Hemlibra Works to Reduce Bleeding Rates in Hemophilia A Children
“We demonstrate a successful experience with emicizumab prophylaxis and safe [surgical] approach with a focus on minimizing postoperative bleeding,” the researchers wrote.
The study, “Emicizumab in pediatric hemophilia: Bleeding and surgical outcomes from a single-center retrospective study,” was published in the journal Pediatric Blood & Cancer.
Hemlibra, marketed by Genentech, is an antibody designed to mimic the activity of factor VIII (FVIII) — the clotting protein that is defective in people with hemophilia A.
The medication, given by an under-the-skin (subcutaneous) injection, is approved to manage the symptoms of hemophilia A in people with and without inhibitors, which are neutralizing antibodies that can lower the efficacy of traditional replacement therapies.
“The use of emicizumab [Hemlibra] has been increasing in pediatric hemophilia treatment centers following demonstration of safety and efficacy in [hemophilia A] patients both with and without inhibitors,” the researchers wrote.
“However, there is limited real-world data to guide [surgical] management of pediatric [hemophilia A] patients receiving emicizumab prophylaxis,” they wrote.
To learn more, a pair of scientists at Texas Children’s Hospital, in Houston, examined the outcomes of 28 children with hemophilia A who received preventive (prophylactic) treatment with Hemlibra from 2018 to 2021. All but one of the children had severe hemophilia, and about half (46.4%) had inhibitors.
Most of the children were white (75%), and more than half were of non-Hispanic ethnicity (53.6%). Their median age at the time of the therapy’s start was 6.7; most of the children (78.6%) started receiving the medication before age 12.

* APPLY WHAT YOU READ
1: Write out the Hemlibra article word for word, everything from "Hemlibra Works to" down to "traditional replacement therapies.".
2: List every percentage figure given in the Hemlibra article.
3: Carry on the article about Hemlibra in children with hemophilia A from the point where it stops.

[Referring expression grounding data]
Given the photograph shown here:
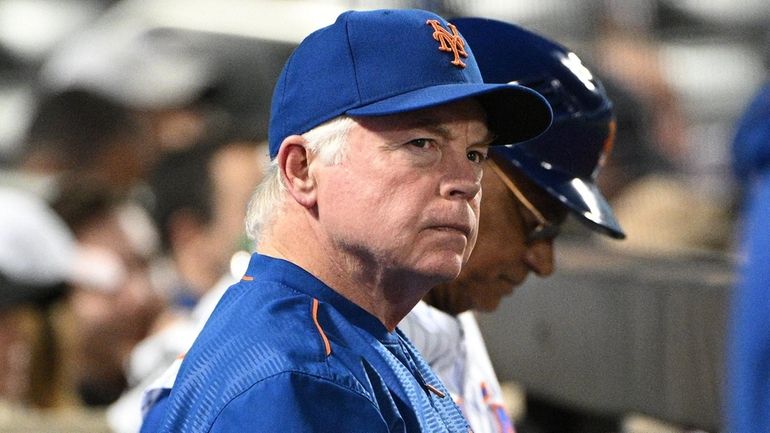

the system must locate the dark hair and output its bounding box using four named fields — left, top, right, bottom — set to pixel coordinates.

left=149, top=144, right=219, bottom=251
left=25, top=89, right=138, bottom=168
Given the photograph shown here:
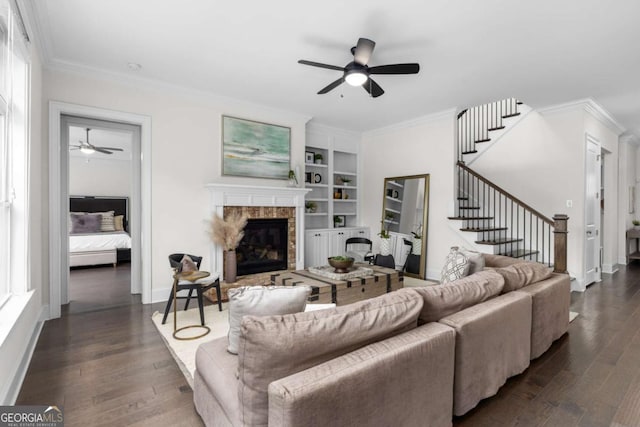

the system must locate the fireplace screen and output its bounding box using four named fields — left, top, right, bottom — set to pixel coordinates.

left=236, top=218, right=288, bottom=276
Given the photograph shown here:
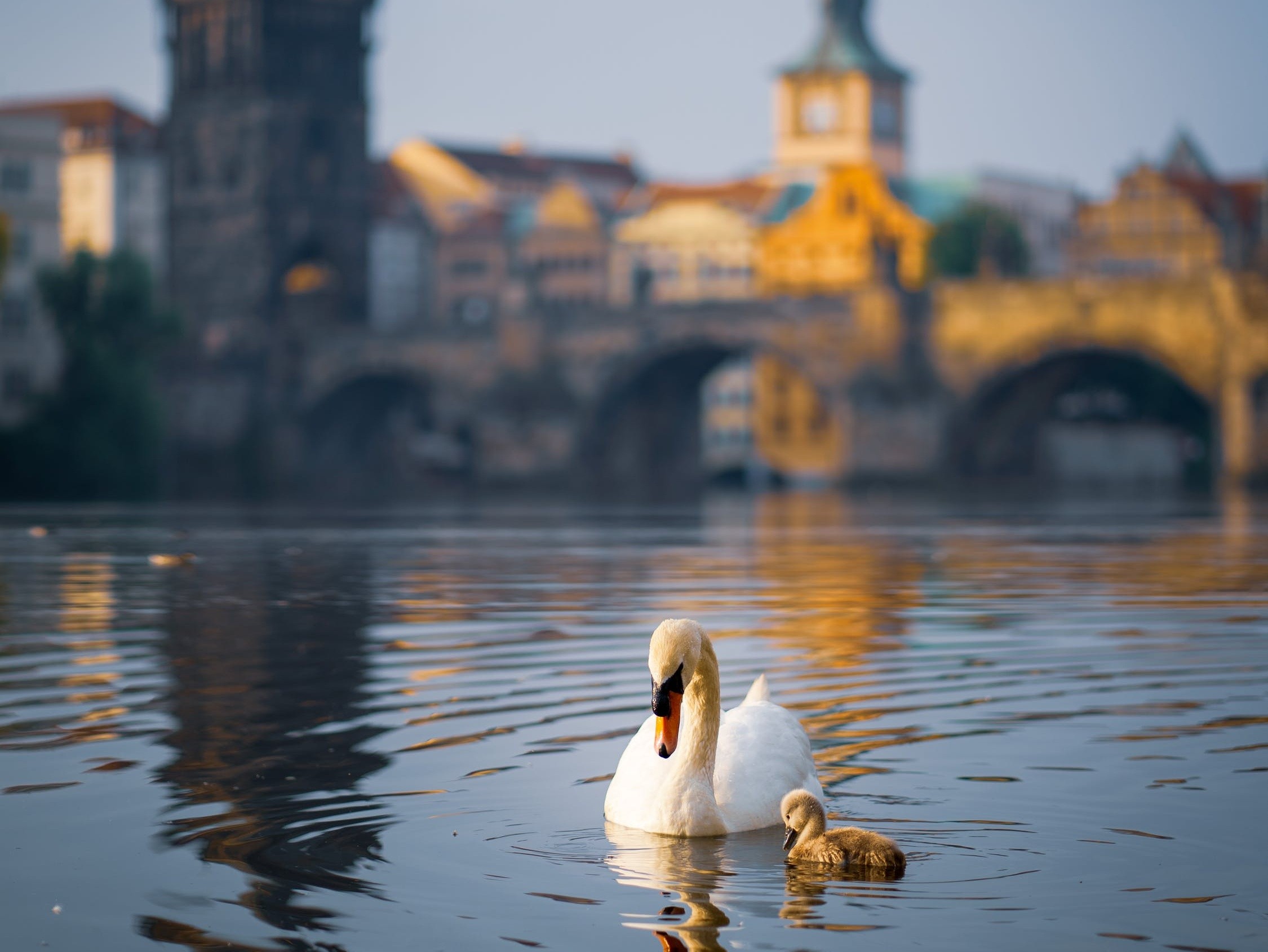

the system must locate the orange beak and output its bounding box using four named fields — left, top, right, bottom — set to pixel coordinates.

left=655, top=691, right=682, bottom=758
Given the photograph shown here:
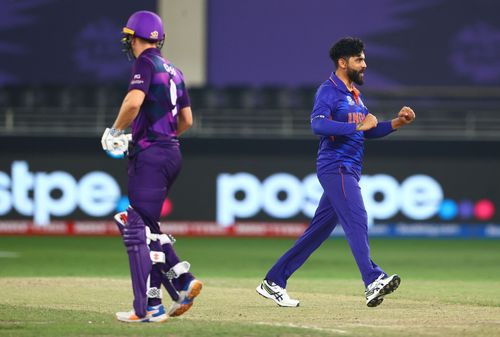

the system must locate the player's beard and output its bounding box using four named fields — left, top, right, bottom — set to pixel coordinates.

left=347, top=67, right=365, bottom=85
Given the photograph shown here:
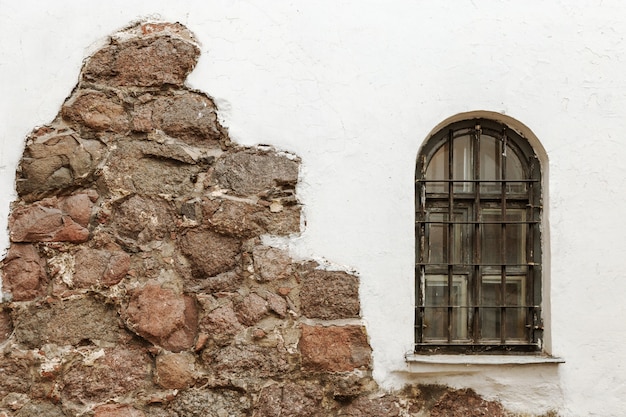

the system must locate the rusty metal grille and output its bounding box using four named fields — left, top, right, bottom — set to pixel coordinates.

* ANSWERS TO THE TASKS
1:
Hemlibra Works to Reduce Bleeding Rates in Hemophilia A Children
“We demonstrate a successful experience with emicizumab prophylaxis and safe [surgical] approach with a focus on minimizing postoperative bleeding,” the researchers wrote.
The study, “Emicizumab in pediatric hemophilia: Bleeding and surgical outcomes from a single-center retrospective study,” was published in the journal Pediatric Blood & Cancer.
Hemlibra, marketed by Genentech, is an antibody designed to mimic the activity of factor VIII (FVIII) — the clotting protein that is defective in people with hemophilia A.
The medication, given by an under-the-skin (subcutaneous) injection, is approved to manage the symptoms of hemophilia A in people with and without inhibitors, which are neutralizing antibodies that can lower the efficacy of traditional replacement therapies.

2: 46.4%, 75%, 53.6%, 78.6%

3:
Importantly, the vast majority of children — 24 of 28, or 85.7% — were on other preventive therapies prior to starting treatment with Hemlibra. The most common reasons for switching were patient/parent preference (39.3%) and the prior therapy not being effective (28.6%).
In the one to two years before starting on Hemlibra, the average annual bleeding rate (ABR) was 3.61 bleeds per year, and only two of the children were averaging zero bleeds per year. By contrast, after starting on Hemlibra, the average ABR dropped to 0.44 bleeds per year, and about two-thirds of the children (67.9%) had no bleeds.
Most of the children (85.7%) did not experience any unwanted treatment side effects, though a few experienced pain at or near the injection site.
Over the period of the study, seven children underwent surgeries. In keeping with the center’s practice, these children were given additional replacement therapies before and after surgery, while continuing on Hemlibra throughout.
“It is important to note that our [surgical] treatment approach uses more pre- and postoperative factor replacement, in addition to emicizumab [Hemlibra], compared to other studies,” the researchers wrote.
There were no serious bleeds reported for any of the seven surgeries. One minor bleed occurred that may have been linked with surgery, though the researchers said that event “occurred 9 days after the procedure and may have been secondary to trauma (child playing with siblings at home prior to symptom development) rather than the [surgery] itself.”
Another patient experienced a clotting-related health event called cephalic vein thrombophlebitis following surgery, which required factor replacement and other treatments to manage. Researchers noted that clotting-related issues “have been associated with emicizumab use.”
“Our center has had a successful experience with emicizumab prophylaxis in pediatric [hemophilia A] patients with a reduction ABR and minimal perioperative [near-to-surgery] bleeding symptoms following perioperative factor replacement,” the team concluded.